**Task requirements:**
Reproduce every line of the listing, beginning at the line that contains "the white paper" and ending with the last line of the listing. Adjust each coordinate in the answers by adding -95 to it.

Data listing

········

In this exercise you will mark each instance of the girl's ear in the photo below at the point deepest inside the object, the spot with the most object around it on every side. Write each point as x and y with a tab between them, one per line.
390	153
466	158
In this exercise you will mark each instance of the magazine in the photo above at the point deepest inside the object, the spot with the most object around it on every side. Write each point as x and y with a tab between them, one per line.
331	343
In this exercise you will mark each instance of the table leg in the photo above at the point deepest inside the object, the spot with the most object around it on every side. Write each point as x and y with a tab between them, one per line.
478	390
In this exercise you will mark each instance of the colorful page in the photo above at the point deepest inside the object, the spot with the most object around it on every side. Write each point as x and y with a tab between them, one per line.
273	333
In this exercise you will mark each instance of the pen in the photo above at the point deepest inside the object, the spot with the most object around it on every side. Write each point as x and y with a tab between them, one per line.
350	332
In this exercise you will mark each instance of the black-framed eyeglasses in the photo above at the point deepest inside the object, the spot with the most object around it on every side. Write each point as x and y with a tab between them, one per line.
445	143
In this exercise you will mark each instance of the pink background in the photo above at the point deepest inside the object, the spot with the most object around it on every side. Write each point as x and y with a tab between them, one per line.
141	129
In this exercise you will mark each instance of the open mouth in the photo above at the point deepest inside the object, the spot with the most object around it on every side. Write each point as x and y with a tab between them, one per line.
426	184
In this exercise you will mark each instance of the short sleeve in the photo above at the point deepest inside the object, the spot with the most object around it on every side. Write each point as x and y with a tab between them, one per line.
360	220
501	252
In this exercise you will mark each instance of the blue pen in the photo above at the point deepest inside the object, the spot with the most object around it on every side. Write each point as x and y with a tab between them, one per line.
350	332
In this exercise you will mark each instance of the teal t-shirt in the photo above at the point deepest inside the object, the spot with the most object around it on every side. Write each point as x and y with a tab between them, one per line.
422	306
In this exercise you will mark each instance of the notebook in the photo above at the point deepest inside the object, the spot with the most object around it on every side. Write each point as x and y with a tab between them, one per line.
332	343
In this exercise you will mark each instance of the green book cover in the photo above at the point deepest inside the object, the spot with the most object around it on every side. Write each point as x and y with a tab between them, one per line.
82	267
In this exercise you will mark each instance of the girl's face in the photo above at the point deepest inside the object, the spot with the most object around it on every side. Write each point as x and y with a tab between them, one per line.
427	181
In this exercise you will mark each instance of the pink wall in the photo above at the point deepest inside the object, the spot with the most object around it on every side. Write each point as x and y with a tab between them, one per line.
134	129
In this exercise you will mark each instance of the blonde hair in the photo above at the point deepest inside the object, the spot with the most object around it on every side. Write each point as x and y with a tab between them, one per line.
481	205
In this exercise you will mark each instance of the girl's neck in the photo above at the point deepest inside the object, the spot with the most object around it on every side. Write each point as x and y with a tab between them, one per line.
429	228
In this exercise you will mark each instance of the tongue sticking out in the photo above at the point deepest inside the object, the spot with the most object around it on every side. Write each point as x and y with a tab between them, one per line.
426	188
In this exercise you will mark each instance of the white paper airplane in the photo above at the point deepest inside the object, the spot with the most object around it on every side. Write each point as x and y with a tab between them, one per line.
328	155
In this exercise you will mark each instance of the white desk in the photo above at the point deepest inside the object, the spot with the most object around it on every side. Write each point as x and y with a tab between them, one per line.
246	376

········

**Result for this exercise:**
In this exercise you will mark each instance of the white paper airplane in the photo above at the point deepest inside the object, the spot with the most object around it on every side. Write each point as x and y with a tab between them, one per line.
233	60
In this exercise you will mark each instance of the white desk in the photo above at the point deepest inside the object, the spot with the most object around it on every side. Write each point as x and y with a tab between them, one per line.
151	281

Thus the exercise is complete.